What to work on
Put the lines of the material below, from the one containing "Target: column capital" through the one containing "POLYGON ((154 17, 154", inclusive, into a JSON list of strings with one string per line and blank lines left out.

Data for processing
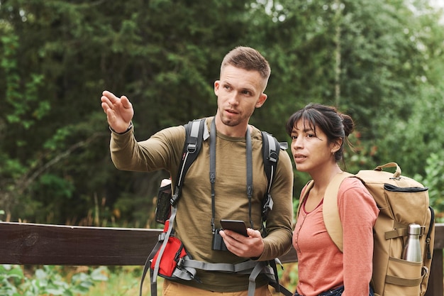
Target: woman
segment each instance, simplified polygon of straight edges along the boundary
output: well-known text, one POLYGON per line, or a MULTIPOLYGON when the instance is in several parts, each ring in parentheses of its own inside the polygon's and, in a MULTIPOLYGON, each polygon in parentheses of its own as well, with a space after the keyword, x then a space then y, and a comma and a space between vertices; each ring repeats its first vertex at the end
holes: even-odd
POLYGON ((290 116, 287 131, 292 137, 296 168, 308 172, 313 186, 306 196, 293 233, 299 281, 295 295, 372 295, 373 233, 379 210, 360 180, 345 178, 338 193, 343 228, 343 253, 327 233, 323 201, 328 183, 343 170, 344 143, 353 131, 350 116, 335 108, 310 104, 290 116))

* * *

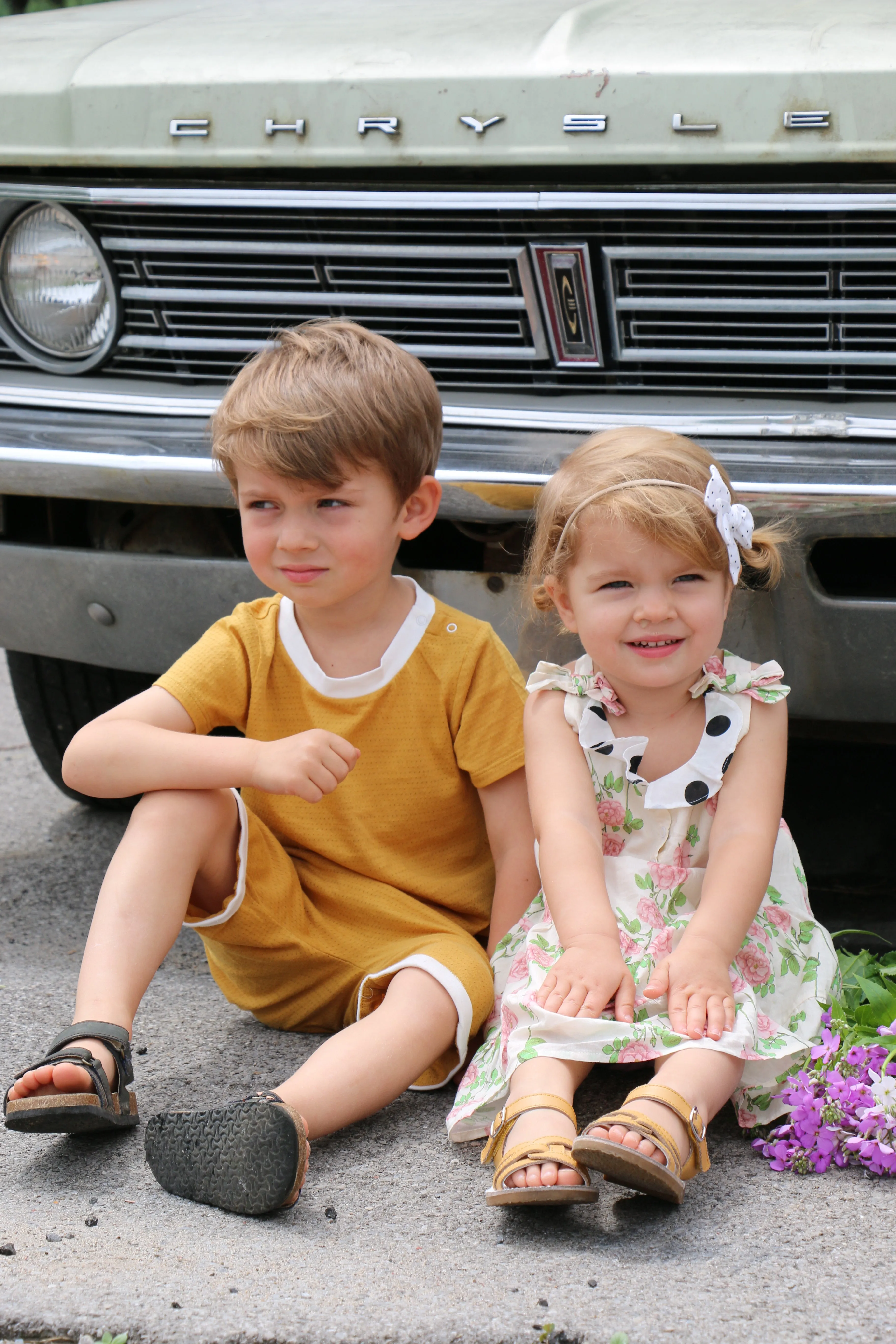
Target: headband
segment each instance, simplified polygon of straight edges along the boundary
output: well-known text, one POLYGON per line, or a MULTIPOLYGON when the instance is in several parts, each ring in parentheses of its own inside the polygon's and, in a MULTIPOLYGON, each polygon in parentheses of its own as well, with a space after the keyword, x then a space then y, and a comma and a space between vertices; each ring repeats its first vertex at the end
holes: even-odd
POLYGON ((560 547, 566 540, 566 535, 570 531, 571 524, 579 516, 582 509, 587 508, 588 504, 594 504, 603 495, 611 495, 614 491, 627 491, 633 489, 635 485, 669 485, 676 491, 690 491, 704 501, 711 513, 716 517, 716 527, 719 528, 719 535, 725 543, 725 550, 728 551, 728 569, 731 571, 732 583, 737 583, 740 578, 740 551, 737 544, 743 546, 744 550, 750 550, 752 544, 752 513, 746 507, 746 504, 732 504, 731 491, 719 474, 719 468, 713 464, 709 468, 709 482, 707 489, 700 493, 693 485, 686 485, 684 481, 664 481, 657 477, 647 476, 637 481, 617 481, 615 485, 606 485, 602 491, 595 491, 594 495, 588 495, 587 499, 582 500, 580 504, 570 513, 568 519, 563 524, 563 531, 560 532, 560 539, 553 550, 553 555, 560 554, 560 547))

---

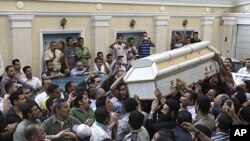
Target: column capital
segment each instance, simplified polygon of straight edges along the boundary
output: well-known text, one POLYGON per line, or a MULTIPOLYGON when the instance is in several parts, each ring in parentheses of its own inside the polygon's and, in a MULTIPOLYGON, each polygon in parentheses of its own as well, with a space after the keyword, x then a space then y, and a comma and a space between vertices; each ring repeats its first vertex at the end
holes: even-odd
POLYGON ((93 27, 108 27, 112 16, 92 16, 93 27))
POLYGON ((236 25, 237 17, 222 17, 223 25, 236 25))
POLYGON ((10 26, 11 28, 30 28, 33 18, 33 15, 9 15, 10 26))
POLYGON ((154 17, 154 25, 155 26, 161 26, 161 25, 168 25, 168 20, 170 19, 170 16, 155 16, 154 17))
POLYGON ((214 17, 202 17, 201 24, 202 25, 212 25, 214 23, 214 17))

Response to the exercise
[
  "Target: column capital",
  "segment each instance, simplified polygon of straight edges along the boundary",
  "output: well-known text, one POLYGON per line, or a MULTIPOLYGON when the instance is in several parts, each ring in parentheses of its own inside the polygon's and, in a MULTIPOLYGON, each polygon in parentheses of its own as well, with a space after the keyword, x then a space then y, and a comma and a space between vertices; each ring repeats its first vertex at the end",
  "holes: even-odd",
  "POLYGON ((93 27, 108 27, 112 16, 92 16, 93 27))",
  "POLYGON ((236 25, 237 17, 222 17, 223 25, 236 25))",
  "POLYGON ((10 26, 11 28, 30 28, 33 18, 33 15, 9 15, 10 26))",
  "POLYGON ((154 17, 154 25, 155 26, 161 26, 161 25, 168 25, 168 20, 170 19, 170 16, 155 16, 154 17))"
]